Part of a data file
_ _ _ _

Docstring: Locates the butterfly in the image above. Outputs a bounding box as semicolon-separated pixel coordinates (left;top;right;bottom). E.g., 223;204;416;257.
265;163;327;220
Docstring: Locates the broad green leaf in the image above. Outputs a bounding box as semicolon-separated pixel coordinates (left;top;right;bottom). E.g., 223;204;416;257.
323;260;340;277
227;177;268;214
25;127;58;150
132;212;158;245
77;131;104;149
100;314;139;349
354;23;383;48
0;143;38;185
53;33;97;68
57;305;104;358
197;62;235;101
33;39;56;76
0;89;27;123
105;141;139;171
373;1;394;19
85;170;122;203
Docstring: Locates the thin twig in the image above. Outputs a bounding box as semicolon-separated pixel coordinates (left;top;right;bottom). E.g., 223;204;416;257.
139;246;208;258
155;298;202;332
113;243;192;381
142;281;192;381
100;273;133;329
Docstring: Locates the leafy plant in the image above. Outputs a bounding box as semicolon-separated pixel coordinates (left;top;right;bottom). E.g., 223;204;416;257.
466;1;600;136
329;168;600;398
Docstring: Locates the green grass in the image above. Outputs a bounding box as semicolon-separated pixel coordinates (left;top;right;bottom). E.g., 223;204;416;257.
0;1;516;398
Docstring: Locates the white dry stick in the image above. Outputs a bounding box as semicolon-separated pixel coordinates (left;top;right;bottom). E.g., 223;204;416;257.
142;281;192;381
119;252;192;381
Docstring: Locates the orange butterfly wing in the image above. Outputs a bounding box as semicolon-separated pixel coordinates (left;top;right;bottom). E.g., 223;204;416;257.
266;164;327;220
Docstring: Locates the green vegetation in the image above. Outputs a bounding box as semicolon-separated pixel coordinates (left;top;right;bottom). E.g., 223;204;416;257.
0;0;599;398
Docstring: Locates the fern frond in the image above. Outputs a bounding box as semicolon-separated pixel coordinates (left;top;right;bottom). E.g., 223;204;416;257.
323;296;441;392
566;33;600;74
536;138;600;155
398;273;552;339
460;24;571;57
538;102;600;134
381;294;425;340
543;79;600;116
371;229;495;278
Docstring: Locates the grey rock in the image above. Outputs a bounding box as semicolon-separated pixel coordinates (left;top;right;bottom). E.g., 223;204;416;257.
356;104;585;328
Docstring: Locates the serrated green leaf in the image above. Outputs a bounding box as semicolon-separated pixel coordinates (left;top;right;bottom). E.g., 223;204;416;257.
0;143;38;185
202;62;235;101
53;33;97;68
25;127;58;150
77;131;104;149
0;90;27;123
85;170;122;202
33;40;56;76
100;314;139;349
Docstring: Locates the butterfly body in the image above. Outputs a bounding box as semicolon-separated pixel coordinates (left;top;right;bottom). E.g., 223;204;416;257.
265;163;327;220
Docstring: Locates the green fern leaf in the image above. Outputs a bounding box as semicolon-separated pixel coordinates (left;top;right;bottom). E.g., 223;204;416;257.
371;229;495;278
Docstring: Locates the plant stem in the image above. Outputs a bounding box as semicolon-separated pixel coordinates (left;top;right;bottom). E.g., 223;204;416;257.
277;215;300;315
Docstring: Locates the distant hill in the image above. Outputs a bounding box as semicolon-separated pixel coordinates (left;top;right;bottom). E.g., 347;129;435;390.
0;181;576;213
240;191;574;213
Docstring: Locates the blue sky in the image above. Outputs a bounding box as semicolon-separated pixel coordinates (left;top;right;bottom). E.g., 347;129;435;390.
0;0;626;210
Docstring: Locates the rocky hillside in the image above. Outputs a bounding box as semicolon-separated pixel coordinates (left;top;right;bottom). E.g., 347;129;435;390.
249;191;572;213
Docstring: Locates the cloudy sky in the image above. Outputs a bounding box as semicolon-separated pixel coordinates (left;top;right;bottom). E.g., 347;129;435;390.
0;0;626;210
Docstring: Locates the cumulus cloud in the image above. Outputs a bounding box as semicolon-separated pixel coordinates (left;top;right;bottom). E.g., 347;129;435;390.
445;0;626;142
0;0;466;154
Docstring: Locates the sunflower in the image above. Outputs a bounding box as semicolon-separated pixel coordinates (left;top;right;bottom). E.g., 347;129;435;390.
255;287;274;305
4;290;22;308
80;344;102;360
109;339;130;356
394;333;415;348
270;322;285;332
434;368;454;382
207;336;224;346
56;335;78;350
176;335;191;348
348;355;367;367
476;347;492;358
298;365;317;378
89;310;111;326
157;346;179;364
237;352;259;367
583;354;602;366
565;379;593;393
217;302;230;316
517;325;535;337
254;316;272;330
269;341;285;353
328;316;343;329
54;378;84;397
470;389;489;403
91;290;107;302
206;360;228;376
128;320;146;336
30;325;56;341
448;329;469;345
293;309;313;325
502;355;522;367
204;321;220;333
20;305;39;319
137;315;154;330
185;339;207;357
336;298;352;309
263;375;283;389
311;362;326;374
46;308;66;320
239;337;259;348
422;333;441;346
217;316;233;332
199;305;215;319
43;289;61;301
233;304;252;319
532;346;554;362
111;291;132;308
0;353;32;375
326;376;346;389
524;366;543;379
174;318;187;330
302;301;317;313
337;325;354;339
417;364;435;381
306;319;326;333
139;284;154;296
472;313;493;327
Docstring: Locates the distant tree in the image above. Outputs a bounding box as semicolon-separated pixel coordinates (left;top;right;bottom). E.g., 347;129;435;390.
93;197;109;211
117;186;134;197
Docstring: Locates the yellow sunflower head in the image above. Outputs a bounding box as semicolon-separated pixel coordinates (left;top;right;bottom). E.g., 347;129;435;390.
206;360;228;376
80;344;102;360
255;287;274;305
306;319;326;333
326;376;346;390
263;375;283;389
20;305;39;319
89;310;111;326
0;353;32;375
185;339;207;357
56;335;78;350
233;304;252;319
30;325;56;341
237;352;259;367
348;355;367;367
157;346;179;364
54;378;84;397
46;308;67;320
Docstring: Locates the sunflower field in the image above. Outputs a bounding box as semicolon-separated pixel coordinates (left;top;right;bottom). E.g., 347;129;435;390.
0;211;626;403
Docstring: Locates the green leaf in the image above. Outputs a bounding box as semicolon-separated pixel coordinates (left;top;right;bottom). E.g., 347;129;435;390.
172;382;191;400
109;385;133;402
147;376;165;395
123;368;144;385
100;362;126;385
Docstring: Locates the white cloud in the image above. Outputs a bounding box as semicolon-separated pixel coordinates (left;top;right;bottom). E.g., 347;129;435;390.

_ _ _ _

GIVEN PROBLEM: Copy the items from the line containing "Docstring: Locates the distant hill" through the line containing "249;191;572;213", including both of those lines, without changing anything.

EXERCISE RESPONSE:
Docstring: Locates the distant hill in the image above. Outputs a bounding box as semicolon-separated pixel coordinates (left;top;right;bottom). E.g., 347;129;435;390.
0;181;576;213
240;191;574;213
Docstring: Locates the blue sky in the image above. Outputs a bounding box as semicolon-separated pixel coordinates (left;top;right;bottom). E.g., 347;129;435;390.
0;0;626;210
Docstring: Locates the rocky hillside in the image above. Outputs a bounding box as semicolon-separated pixel coordinates (left;top;right;bottom). E.g., 347;129;435;390.
249;191;572;213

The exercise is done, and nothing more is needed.